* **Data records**
-=-=-=-=-

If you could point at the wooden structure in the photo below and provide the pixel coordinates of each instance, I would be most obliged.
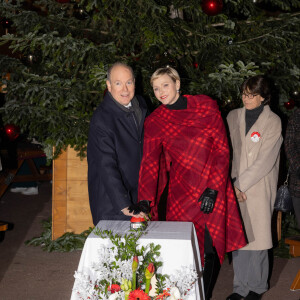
(70, 201)
(37, 174)
(294, 243)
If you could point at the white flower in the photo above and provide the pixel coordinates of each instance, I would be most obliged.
(114, 296)
(175, 293)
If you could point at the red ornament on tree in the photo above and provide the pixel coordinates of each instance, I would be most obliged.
(290, 104)
(12, 131)
(212, 7)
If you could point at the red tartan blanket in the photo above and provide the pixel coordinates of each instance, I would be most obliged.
(191, 145)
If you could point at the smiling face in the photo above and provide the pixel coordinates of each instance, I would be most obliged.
(121, 84)
(251, 100)
(165, 89)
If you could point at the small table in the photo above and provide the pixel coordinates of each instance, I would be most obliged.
(179, 247)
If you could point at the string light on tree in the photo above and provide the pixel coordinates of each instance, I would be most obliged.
(212, 7)
(6, 24)
(12, 131)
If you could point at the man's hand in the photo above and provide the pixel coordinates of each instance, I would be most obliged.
(240, 195)
(140, 209)
(208, 199)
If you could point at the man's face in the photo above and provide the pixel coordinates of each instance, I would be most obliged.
(121, 84)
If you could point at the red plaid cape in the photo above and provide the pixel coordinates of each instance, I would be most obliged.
(191, 145)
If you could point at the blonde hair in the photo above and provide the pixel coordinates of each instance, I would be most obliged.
(162, 71)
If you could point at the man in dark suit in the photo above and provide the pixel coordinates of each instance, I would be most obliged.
(114, 150)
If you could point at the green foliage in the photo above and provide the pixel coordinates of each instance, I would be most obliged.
(127, 247)
(68, 242)
(60, 54)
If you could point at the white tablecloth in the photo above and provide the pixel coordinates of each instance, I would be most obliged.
(179, 247)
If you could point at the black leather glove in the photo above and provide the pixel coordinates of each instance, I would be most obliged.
(142, 206)
(208, 199)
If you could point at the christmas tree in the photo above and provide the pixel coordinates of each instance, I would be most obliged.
(57, 52)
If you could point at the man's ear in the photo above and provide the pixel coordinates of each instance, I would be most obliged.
(177, 84)
(108, 85)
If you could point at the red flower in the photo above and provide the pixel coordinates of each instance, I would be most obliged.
(135, 263)
(164, 294)
(138, 295)
(114, 288)
(149, 271)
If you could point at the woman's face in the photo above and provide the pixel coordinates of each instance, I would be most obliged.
(251, 100)
(165, 89)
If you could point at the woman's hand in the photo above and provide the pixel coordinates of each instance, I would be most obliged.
(240, 195)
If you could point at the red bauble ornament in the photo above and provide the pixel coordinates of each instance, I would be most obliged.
(290, 104)
(6, 23)
(12, 131)
(212, 7)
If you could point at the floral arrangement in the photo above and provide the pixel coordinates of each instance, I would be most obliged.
(126, 271)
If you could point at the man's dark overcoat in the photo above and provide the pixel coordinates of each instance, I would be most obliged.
(114, 154)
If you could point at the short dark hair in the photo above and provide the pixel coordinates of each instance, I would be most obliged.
(260, 85)
(116, 64)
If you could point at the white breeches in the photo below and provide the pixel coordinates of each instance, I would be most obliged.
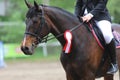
(105, 27)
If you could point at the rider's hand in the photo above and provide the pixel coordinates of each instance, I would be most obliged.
(87, 17)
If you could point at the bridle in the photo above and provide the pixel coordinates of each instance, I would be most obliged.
(48, 37)
(43, 22)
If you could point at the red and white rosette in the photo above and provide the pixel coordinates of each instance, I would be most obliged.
(68, 44)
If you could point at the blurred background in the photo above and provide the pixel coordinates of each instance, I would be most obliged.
(12, 27)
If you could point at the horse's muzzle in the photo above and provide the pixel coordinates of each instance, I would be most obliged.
(27, 50)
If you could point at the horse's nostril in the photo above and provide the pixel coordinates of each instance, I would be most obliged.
(24, 48)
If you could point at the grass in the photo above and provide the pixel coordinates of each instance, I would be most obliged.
(13, 53)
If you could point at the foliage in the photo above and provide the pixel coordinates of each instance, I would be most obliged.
(12, 34)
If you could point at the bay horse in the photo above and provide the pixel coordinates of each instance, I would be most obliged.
(83, 61)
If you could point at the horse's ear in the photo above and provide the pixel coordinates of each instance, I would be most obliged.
(36, 5)
(28, 5)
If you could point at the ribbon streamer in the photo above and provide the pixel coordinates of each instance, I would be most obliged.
(68, 38)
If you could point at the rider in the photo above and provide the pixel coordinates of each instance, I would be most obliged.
(96, 10)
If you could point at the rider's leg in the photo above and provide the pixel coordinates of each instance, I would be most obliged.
(105, 27)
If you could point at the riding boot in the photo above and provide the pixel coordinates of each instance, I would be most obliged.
(112, 53)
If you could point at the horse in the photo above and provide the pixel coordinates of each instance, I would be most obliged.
(85, 56)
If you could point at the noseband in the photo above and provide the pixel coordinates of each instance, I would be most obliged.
(48, 37)
(40, 28)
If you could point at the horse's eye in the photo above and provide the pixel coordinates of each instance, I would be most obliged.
(35, 21)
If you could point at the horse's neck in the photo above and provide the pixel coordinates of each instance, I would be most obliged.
(61, 21)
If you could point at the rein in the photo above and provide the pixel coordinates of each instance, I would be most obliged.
(48, 37)
(71, 30)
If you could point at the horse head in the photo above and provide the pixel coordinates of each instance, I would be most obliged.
(36, 28)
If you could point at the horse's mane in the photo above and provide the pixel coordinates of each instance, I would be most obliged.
(61, 10)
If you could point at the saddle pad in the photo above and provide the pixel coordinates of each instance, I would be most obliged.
(99, 36)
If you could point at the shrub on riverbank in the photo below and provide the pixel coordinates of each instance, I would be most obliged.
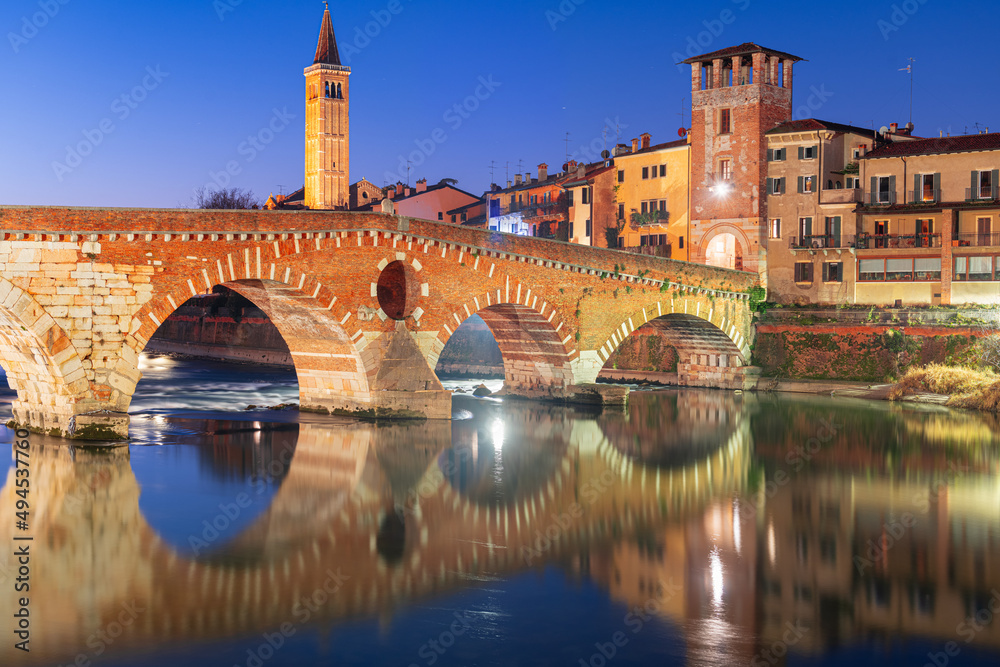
(968, 388)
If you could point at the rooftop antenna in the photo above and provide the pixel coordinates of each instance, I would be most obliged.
(909, 68)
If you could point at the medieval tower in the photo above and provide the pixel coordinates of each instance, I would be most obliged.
(738, 94)
(327, 125)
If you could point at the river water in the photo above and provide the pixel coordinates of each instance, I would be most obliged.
(697, 527)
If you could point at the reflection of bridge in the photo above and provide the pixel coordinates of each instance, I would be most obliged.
(335, 512)
(365, 303)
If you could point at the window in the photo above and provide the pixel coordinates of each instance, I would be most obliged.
(833, 272)
(725, 170)
(803, 272)
(774, 230)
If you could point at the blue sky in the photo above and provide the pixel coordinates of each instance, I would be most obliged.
(202, 77)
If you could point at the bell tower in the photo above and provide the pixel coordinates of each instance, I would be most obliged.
(327, 125)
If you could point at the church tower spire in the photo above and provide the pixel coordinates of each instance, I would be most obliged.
(327, 124)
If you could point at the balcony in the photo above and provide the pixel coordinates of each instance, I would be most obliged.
(821, 242)
(923, 197)
(879, 198)
(840, 196)
(984, 193)
(980, 240)
(892, 241)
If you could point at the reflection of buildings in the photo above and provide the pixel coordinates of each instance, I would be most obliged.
(418, 511)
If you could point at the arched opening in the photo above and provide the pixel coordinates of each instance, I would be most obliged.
(724, 251)
(676, 349)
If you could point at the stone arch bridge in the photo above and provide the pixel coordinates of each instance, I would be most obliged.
(365, 302)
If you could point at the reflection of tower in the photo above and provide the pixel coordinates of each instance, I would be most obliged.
(327, 125)
(738, 94)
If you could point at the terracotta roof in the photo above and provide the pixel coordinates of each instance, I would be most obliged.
(961, 144)
(326, 50)
(814, 124)
(658, 147)
(741, 50)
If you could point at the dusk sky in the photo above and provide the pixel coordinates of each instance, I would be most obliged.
(211, 74)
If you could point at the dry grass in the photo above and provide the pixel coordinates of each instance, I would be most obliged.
(968, 388)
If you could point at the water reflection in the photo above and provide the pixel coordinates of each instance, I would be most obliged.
(728, 517)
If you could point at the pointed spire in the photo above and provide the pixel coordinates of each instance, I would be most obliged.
(326, 50)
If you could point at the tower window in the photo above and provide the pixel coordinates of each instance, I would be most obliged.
(725, 124)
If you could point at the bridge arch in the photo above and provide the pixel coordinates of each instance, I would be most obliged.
(42, 365)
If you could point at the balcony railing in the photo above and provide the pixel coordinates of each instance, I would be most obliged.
(878, 198)
(977, 240)
(923, 196)
(840, 196)
(984, 193)
(817, 241)
(876, 241)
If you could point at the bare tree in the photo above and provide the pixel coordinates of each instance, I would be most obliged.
(226, 198)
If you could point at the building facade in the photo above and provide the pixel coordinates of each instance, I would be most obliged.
(652, 187)
(737, 95)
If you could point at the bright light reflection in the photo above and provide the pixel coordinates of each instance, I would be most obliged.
(715, 566)
(498, 433)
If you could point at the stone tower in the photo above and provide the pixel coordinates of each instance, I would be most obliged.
(738, 94)
(327, 125)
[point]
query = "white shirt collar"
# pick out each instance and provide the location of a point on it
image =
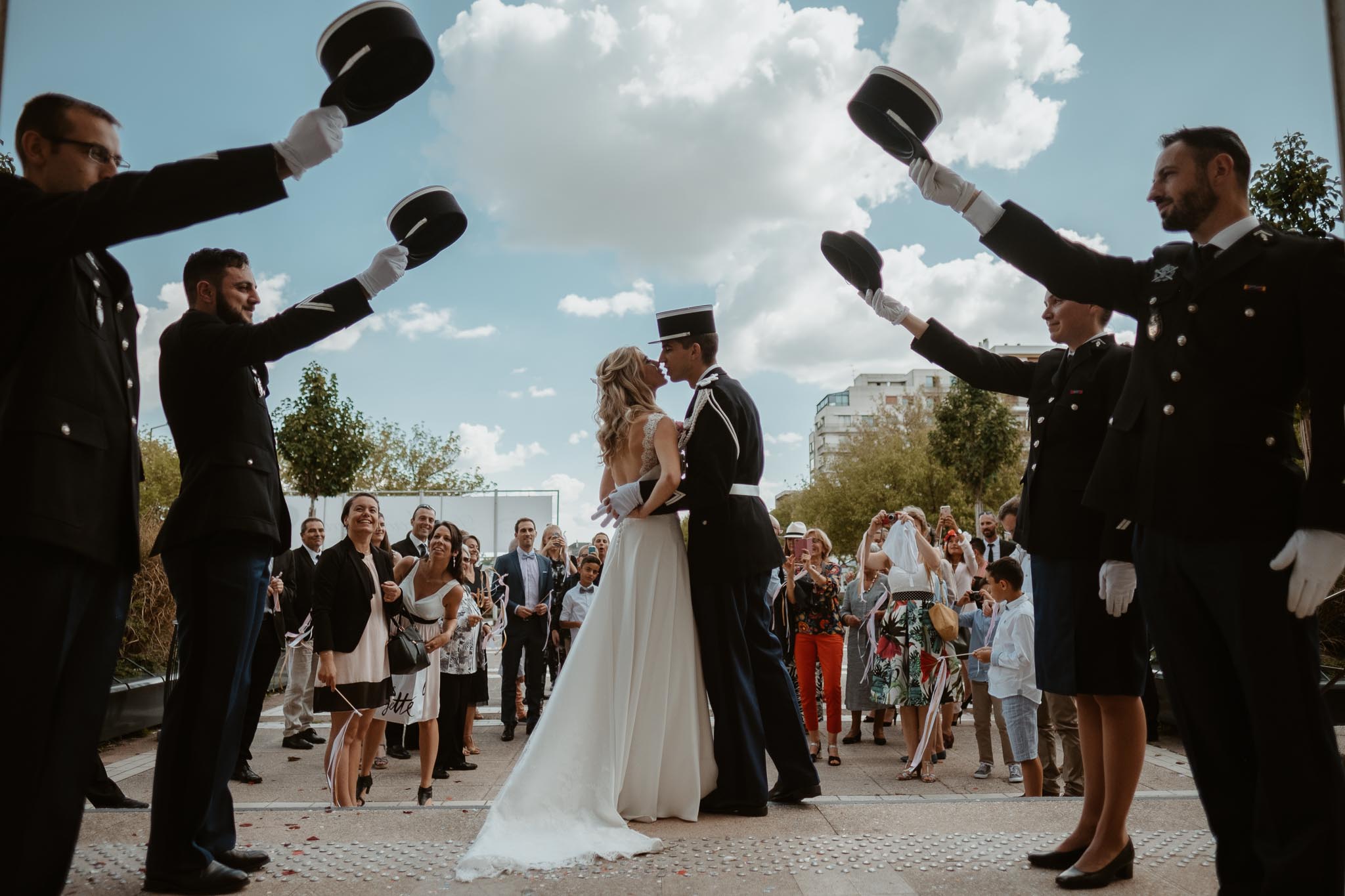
(1235, 232)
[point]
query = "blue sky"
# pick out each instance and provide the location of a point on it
(690, 154)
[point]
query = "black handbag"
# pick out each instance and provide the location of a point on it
(407, 652)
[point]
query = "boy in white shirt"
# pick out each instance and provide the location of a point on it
(1013, 676)
(579, 598)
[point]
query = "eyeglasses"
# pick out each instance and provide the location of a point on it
(97, 152)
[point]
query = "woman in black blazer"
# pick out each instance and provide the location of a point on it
(354, 595)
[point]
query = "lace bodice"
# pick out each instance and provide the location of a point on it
(649, 458)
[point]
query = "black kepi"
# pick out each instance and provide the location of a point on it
(374, 55)
(680, 323)
(894, 112)
(427, 222)
(854, 258)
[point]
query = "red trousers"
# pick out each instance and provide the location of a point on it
(810, 649)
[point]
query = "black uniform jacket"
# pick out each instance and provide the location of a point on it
(728, 535)
(1069, 406)
(1204, 429)
(296, 601)
(213, 382)
(342, 591)
(69, 382)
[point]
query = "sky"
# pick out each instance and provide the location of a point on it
(623, 158)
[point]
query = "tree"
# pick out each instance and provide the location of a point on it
(974, 437)
(417, 463)
(1296, 192)
(320, 437)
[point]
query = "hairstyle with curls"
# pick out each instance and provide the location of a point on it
(622, 396)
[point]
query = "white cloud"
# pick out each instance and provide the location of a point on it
(422, 320)
(482, 448)
(639, 299)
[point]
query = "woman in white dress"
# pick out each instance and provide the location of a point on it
(626, 734)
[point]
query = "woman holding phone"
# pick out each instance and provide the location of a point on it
(813, 589)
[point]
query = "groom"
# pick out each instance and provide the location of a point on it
(757, 711)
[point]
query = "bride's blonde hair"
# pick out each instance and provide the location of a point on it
(622, 396)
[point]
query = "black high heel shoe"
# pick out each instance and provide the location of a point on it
(1119, 868)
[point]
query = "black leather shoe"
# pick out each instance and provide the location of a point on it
(1119, 868)
(793, 794)
(214, 878)
(244, 860)
(120, 801)
(1055, 859)
(244, 773)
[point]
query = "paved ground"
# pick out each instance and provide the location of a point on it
(866, 834)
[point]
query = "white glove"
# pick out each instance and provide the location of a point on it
(315, 137)
(1317, 557)
(942, 184)
(386, 269)
(617, 505)
(885, 307)
(1116, 586)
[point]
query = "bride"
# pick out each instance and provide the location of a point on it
(626, 734)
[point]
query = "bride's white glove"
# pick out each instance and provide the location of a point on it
(619, 503)
(885, 307)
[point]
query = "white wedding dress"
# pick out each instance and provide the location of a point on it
(626, 734)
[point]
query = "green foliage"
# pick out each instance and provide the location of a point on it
(320, 437)
(163, 477)
(888, 464)
(974, 437)
(420, 461)
(1296, 192)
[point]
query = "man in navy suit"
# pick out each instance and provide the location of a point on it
(526, 580)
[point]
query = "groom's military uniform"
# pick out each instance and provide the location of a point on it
(731, 553)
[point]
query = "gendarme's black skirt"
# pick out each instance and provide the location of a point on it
(1080, 649)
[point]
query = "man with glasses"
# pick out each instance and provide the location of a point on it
(69, 405)
(401, 739)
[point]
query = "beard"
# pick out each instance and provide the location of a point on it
(1191, 209)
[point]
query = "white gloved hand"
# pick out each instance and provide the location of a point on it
(315, 137)
(885, 307)
(1317, 557)
(386, 269)
(942, 184)
(1116, 586)
(619, 503)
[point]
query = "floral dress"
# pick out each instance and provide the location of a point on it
(908, 647)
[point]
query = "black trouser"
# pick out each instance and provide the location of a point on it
(454, 698)
(757, 710)
(267, 653)
(523, 640)
(1243, 677)
(219, 585)
(66, 657)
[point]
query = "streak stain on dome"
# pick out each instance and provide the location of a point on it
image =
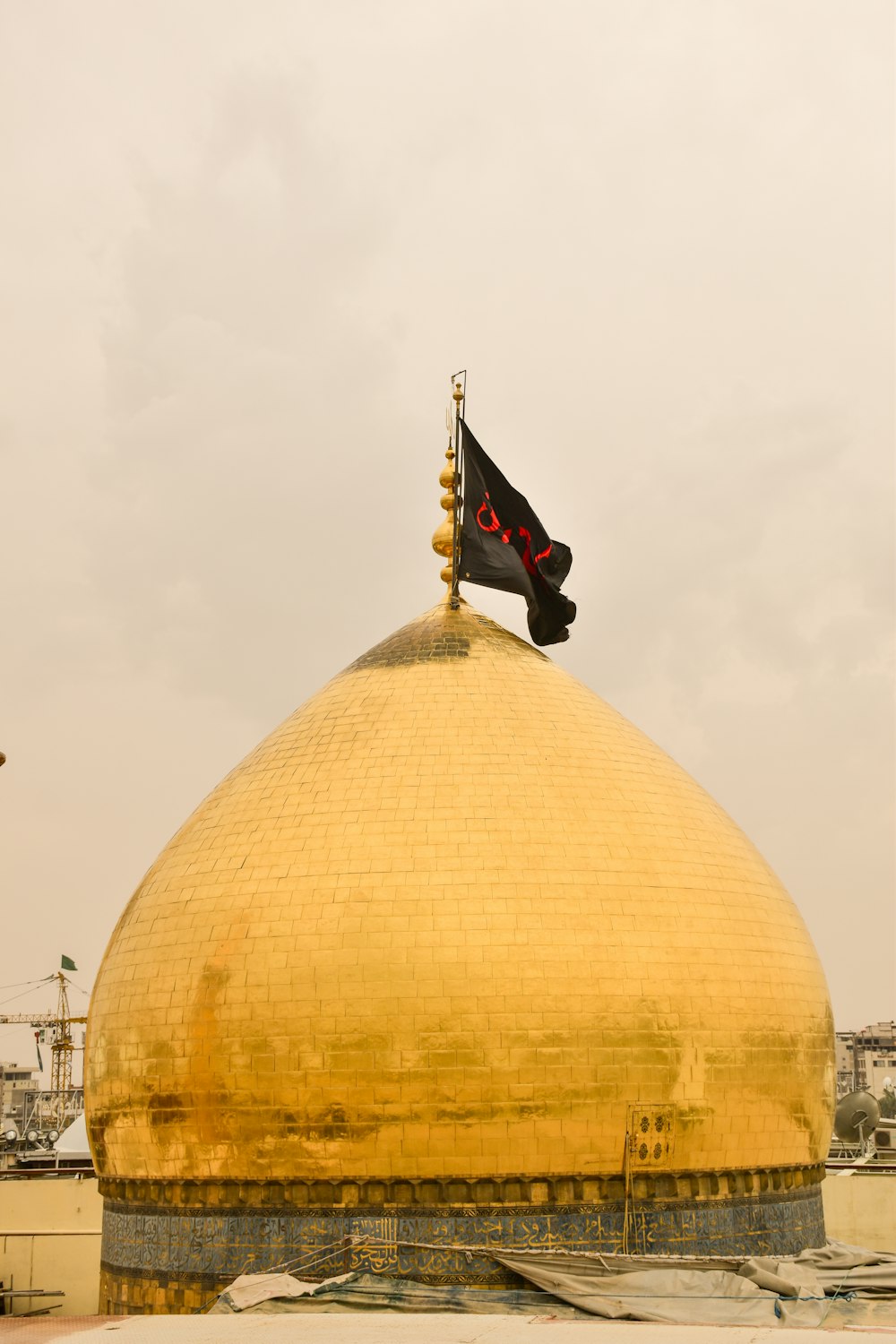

-=-=-=-=-

Display every line of the entries above that contains the word "dark". Letter case matters.

If you could point at the man in dark suit in the photo above and provide the pixel coordinates of each instance, I would be most obliged.
If you could point at the man's dark overcoat in the photo above and provide the pixel coordinates of each instance, I would be most obliged.
If you could point at the short dark hair in the photo above and provide the pixel coordinates of each instance, I would be most obliged.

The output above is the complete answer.